_PROMPT_. Scale the records from the line containing "query: white sink basin" up to and including the line containing "209 85 L 209", and reproduce only those lines, requests included. Multiply every coordinate in the answer paths by 2.25 and round to whole numbers, with halves rounding up; leave all numbers in the requests unchanged.
## start
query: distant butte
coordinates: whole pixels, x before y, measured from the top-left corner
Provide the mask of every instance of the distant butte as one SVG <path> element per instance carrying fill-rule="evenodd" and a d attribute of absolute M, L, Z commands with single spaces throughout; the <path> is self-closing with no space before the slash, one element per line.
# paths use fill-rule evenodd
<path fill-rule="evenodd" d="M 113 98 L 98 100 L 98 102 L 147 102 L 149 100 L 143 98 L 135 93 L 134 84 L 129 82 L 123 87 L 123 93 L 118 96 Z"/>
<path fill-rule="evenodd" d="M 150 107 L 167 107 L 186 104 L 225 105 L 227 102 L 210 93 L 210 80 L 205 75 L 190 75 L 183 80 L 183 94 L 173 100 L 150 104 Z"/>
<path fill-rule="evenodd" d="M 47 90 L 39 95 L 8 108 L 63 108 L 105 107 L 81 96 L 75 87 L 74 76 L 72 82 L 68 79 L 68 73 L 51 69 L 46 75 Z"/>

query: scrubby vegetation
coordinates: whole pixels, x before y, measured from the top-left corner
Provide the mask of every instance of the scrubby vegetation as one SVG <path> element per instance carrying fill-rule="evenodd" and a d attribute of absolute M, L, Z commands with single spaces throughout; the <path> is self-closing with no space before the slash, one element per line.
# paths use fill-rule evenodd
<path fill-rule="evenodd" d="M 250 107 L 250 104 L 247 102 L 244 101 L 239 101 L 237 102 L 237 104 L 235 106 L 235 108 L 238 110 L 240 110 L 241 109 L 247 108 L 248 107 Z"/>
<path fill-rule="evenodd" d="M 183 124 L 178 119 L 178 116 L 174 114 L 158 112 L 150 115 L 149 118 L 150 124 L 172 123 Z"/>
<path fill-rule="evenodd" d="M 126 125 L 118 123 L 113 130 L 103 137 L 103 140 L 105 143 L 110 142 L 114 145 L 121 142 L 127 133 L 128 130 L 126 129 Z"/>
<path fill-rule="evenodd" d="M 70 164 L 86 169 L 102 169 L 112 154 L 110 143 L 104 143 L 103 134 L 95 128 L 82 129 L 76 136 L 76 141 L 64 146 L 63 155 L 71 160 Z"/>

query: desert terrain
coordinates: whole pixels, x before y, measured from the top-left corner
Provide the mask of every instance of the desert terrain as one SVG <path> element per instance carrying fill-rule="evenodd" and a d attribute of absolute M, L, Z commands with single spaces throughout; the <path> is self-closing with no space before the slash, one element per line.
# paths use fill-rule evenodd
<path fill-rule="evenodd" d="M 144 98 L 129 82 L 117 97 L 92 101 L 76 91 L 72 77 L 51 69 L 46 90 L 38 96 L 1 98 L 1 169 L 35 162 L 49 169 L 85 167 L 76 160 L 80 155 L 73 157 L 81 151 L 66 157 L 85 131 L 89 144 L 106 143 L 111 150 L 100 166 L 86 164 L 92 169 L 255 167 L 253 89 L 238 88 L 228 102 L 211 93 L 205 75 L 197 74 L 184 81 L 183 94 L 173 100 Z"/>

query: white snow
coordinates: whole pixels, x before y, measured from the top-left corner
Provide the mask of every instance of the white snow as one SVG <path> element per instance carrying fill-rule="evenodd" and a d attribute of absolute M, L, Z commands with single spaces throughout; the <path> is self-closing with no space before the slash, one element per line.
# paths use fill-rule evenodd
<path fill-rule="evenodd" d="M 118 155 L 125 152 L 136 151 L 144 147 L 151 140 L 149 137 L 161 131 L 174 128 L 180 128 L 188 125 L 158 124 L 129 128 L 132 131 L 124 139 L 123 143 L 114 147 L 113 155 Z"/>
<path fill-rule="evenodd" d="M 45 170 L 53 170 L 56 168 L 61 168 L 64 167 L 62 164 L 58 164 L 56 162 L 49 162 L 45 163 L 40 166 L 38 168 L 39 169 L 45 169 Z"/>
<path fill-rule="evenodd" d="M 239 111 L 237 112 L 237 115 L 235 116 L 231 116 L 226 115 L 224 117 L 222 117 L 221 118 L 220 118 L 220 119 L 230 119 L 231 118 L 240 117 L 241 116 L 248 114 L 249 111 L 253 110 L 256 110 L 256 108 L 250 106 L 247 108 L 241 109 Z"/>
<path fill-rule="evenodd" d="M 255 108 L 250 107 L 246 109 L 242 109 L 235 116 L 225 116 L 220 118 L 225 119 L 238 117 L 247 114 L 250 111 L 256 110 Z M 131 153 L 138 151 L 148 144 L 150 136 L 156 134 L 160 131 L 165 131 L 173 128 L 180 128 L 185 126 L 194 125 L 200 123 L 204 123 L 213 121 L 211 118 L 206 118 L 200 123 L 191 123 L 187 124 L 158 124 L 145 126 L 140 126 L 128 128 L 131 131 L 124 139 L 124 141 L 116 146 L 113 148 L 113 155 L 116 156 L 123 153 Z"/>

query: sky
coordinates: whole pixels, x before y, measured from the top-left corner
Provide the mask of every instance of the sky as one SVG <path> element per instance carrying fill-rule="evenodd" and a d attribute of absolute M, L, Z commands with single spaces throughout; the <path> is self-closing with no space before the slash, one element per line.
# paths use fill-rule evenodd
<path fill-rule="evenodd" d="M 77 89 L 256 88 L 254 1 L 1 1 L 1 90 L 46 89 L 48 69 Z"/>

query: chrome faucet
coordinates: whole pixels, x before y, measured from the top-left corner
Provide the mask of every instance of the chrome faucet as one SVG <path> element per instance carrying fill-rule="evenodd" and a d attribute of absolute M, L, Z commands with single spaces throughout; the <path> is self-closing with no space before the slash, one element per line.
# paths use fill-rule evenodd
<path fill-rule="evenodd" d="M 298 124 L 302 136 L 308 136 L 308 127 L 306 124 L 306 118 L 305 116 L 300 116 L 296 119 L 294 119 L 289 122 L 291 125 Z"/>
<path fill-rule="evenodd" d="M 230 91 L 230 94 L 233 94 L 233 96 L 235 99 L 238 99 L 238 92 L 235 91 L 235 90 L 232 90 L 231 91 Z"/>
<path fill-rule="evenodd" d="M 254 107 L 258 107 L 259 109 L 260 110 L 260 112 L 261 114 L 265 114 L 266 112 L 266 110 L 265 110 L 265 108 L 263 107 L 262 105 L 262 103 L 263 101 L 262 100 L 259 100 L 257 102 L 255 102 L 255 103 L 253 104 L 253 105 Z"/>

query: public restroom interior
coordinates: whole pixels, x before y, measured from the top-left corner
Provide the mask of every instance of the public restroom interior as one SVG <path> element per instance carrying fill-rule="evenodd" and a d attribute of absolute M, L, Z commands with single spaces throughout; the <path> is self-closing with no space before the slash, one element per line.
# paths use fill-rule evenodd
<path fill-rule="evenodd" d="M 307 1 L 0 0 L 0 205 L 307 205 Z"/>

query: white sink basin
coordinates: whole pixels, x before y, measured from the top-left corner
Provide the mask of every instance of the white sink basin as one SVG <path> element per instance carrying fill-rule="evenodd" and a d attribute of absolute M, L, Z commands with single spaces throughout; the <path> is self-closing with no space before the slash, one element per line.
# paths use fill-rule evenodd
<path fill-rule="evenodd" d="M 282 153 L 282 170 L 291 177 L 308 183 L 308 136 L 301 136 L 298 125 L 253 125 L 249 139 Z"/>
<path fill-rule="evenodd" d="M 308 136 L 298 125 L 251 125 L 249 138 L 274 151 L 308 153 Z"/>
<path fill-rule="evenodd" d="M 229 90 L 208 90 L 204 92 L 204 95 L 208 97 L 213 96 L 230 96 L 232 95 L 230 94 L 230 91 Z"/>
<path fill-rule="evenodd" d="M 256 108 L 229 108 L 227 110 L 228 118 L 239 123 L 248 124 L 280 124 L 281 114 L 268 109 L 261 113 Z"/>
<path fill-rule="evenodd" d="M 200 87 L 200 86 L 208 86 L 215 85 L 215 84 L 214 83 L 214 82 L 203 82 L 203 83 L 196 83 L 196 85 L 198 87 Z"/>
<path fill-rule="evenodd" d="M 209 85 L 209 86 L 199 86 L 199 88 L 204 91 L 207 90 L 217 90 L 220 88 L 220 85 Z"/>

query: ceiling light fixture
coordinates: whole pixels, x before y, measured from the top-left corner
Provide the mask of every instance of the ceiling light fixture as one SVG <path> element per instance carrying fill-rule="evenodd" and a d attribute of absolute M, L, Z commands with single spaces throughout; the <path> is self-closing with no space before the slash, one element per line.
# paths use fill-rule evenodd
## end
_WRITTEN SOLUTION_.
query: white sink basin
coordinates: whole pixels, x before y, measured from the top-left corner
Provide the mask of every instance of the white sink basin as one SVG <path> element per instance carrying fill-rule="evenodd" and a d attribute of absolute M, L, Z commands with single spaces throughout; the <path> is self-closing with no space before the slash, one element per line.
# paths use fill-rule evenodd
<path fill-rule="evenodd" d="M 635 344 L 635 383 L 655 398 L 693 412 L 693 306 L 677 306 L 671 281 L 569 281 L 560 313 Z"/>
<path fill-rule="evenodd" d="M 693 306 L 671 281 L 565 281 L 560 311 L 617 340 L 693 344 Z"/>
<path fill-rule="evenodd" d="M 515 203 L 468 203 L 459 207 L 459 214 L 468 218 L 479 216 L 518 216 L 522 214 L 518 212 L 518 205 Z"/>
<path fill-rule="evenodd" d="M 576 243 L 515 243 L 511 248 L 513 266 L 538 277 L 558 279 L 630 279 L 632 257 L 603 245 L 587 254 Z"/>
<path fill-rule="evenodd" d="M 450 196 L 450 194 L 468 194 L 484 191 L 484 189 L 482 187 L 482 185 L 457 185 L 457 187 L 441 187 L 441 191 L 446 196 Z"/>
<path fill-rule="evenodd" d="M 470 191 L 470 194 L 448 194 L 448 198 L 459 205 L 466 203 L 488 203 L 495 198 L 495 191 Z"/>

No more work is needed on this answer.